Rows of box annotation records:
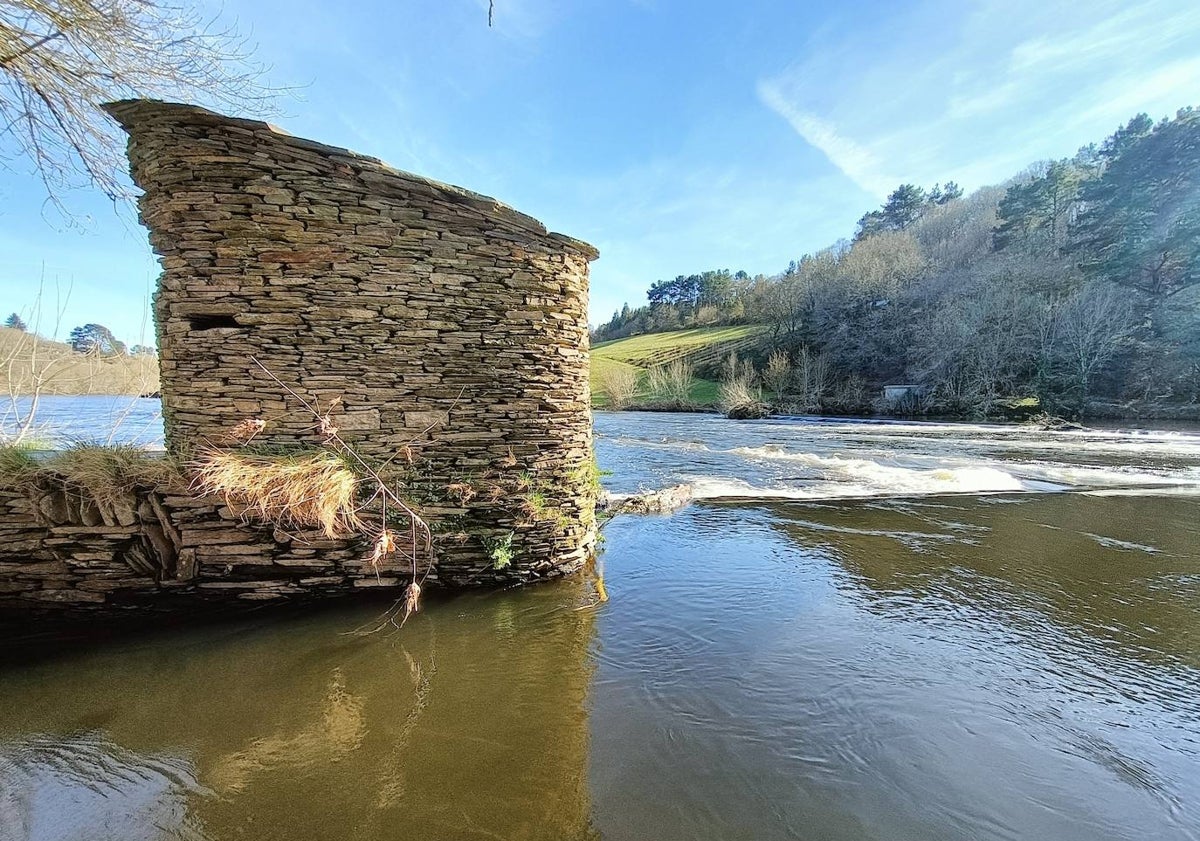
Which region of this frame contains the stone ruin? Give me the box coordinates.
[0,100,598,605]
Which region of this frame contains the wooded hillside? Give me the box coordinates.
[595,108,1200,414]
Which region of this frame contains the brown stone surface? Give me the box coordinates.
[0,101,596,619]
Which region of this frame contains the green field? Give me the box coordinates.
[592,325,763,408]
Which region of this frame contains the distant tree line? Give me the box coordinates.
[594,108,1200,414]
[0,310,155,356]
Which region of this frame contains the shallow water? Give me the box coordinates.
[0,395,162,450]
[0,415,1200,841]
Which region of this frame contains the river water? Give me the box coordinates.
[0,413,1200,841]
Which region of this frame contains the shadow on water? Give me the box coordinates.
[0,582,594,841]
[7,407,1200,841]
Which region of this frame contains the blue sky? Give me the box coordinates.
[0,0,1200,343]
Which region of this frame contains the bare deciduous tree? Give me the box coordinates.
[0,0,272,206]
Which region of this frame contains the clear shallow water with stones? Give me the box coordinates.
[0,415,1200,841]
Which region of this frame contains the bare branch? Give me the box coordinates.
[0,0,278,210]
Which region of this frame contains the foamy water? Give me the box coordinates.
[596,413,1200,499]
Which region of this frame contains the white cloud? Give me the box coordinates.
[758,80,894,198]
[757,0,1200,194]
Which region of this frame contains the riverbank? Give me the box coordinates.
[0,413,1200,841]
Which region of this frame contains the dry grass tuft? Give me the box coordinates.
[0,444,42,487]
[43,444,179,504]
[193,450,364,537]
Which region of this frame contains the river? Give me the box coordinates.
[0,413,1200,841]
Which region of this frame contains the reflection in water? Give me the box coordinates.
[209,668,366,794]
[0,582,595,841]
[0,416,1200,841]
[590,494,1200,841]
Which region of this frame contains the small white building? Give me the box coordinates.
[883,383,925,403]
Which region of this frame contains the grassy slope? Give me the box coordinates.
[592,325,762,408]
[0,328,158,397]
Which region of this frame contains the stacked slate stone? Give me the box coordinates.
[0,101,598,619]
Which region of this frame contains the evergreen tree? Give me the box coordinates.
[67,324,125,356]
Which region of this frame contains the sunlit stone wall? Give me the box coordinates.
[108,101,596,583]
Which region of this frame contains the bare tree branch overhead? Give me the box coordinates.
[0,0,272,208]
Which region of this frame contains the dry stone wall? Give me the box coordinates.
[0,100,598,619]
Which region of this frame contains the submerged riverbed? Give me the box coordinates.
[0,414,1200,841]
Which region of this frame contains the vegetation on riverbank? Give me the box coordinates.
[594,108,1200,416]
[592,325,763,410]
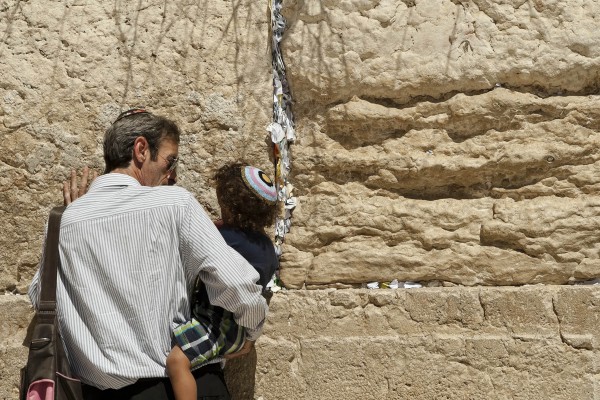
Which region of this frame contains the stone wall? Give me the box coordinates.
[0,0,600,400]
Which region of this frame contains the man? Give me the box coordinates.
[29,110,267,400]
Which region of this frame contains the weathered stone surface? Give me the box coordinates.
[0,285,600,400]
[0,0,600,400]
[282,0,600,288]
[0,0,272,293]
[231,286,600,400]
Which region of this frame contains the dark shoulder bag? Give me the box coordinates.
[20,207,83,400]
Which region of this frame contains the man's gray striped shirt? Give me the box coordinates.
[29,173,267,389]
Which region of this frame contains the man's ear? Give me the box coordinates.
[133,136,150,166]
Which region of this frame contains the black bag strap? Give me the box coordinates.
[38,206,65,318]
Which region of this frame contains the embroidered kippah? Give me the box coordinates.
[242,166,277,204]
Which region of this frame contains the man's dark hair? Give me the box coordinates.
[104,110,180,173]
[214,163,277,232]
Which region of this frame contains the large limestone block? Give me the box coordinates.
[0,285,600,400]
[282,0,600,288]
[223,285,600,400]
[284,0,600,104]
[0,0,272,293]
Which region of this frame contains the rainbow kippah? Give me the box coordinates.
[242,166,277,204]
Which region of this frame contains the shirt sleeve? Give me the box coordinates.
[27,222,48,311]
[180,194,268,340]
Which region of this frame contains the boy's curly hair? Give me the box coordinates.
[214,162,277,232]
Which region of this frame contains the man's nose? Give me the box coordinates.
[167,168,177,186]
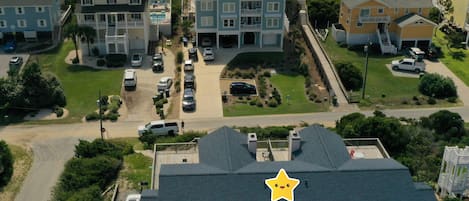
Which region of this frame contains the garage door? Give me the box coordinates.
[262,34,277,45]
[129,39,145,49]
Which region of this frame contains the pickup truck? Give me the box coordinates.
[138,120,179,136]
[391,59,425,73]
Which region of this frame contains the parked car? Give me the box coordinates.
[138,120,179,136]
[182,89,195,111]
[130,53,143,67]
[152,53,164,72]
[124,69,137,90]
[187,47,199,62]
[203,47,215,61]
[201,37,212,47]
[391,58,425,73]
[184,59,194,71]
[230,82,257,95]
[9,56,23,66]
[156,77,173,91]
[3,40,16,53]
[184,73,195,90]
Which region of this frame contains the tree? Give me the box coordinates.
[307,0,340,28]
[419,73,458,98]
[0,140,13,188]
[429,110,466,140]
[335,62,363,90]
[64,22,80,62]
[429,7,442,24]
[78,25,96,56]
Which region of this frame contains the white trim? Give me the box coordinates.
[16,19,28,28]
[15,6,24,15]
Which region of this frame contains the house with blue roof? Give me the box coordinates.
[195,0,288,48]
[151,126,436,201]
[0,0,61,41]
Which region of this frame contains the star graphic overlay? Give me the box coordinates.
[265,168,300,201]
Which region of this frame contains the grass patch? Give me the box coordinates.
[30,41,124,123]
[433,30,469,86]
[0,144,33,201]
[223,74,327,116]
[323,32,428,107]
[120,153,152,190]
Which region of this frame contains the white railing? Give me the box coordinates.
[241,8,262,15]
[358,16,391,23]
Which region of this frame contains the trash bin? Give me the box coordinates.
[164,89,169,98]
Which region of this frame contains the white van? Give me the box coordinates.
[124,69,137,90]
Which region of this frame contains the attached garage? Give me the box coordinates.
[262,34,277,45]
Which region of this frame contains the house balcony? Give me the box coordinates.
[358,16,391,23]
[241,8,262,15]
[241,24,261,31]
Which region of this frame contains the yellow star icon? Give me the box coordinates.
[265,168,300,201]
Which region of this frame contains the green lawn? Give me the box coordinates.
[223,74,328,116]
[119,153,152,190]
[433,30,469,86]
[323,33,420,106]
[30,41,123,123]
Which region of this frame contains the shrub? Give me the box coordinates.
[85,112,99,121]
[335,62,363,90]
[427,97,436,105]
[105,54,127,67]
[96,59,106,66]
[176,51,184,64]
[72,57,80,64]
[419,73,458,98]
[268,99,278,107]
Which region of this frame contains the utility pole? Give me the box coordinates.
[362,43,371,99]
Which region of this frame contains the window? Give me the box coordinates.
[223,19,234,28]
[129,0,141,5]
[99,14,106,22]
[266,18,279,28]
[16,7,24,15]
[117,13,125,22]
[360,8,370,17]
[0,20,8,28]
[16,20,27,28]
[223,3,235,13]
[267,2,280,12]
[200,0,213,11]
[81,0,93,5]
[37,19,47,27]
[378,8,384,14]
[130,13,142,20]
[200,16,213,27]
[84,15,94,22]
[36,6,44,13]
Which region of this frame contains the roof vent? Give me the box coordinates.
[248,133,257,155]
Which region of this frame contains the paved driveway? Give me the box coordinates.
[179,48,238,119]
[121,50,175,122]
[0,54,29,77]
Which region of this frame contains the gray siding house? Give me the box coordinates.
[0,0,61,40]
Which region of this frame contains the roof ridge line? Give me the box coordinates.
[315,128,337,169]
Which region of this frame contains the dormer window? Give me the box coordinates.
[81,0,93,6]
[129,0,142,5]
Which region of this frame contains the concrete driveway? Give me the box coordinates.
[179,48,239,120]
[0,54,29,77]
[121,50,175,122]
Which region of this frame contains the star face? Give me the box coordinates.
[265,168,300,201]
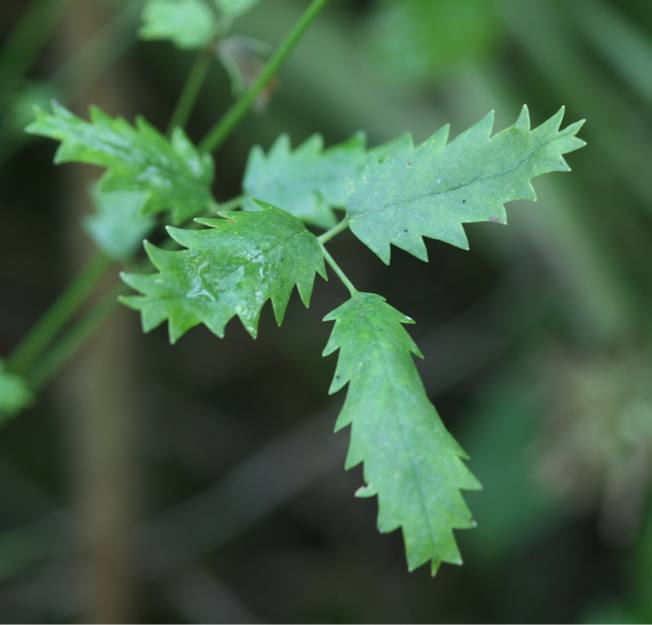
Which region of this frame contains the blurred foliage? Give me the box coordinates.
[0,0,652,622]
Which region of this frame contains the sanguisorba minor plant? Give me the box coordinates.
[0,0,584,574]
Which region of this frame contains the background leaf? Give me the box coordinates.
[84,186,156,260]
[243,133,366,228]
[123,203,325,343]
[0,360,32,425]
[27,103,213,223]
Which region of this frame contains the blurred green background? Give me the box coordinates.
[0,0,652,622]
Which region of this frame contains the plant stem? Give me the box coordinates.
[28,285,124,394]
[167,45,213,134]
[7,254,113,373]
[317,217,349,243]
[319,242,358,297]
[199,0,328,152]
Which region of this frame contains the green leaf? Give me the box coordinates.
[27,103,213,223]
[0,360,32,425]
[215,0,260,20]
[347,107,585,264]
[122,202,326,343]
[140,0,217,50]
[243,133,366,228]
[324,293,480,575]
[84,185,156,260]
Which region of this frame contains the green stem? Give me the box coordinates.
[28,286,124,394]
[7,254,113,373]
[317,217,349,243]
[199,0,328,152]
[167,45,213,134]
[319,241,358,297]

Do this — Please lay out the records from the line containing "Which region of this frame contains the vegetation" through the line containing "[29,110,267,400]" as a JSON list of strings, one string per line with both end lines included. Omit the pictures.

Exercise result —
[
  "Which region of this frame contains the vegetation on riverbank? Give me the box coordinates.",
  "[594,108,1200,416]",
  "[592,325,763,410]",
  "Which region of this frame contains the stone wall? Give me the box coordinates.",
  "[0,0,600,400]",
  "Which region of this frame contains the man? Give me the box coordinates.",
  "[29,110,267,400]"
]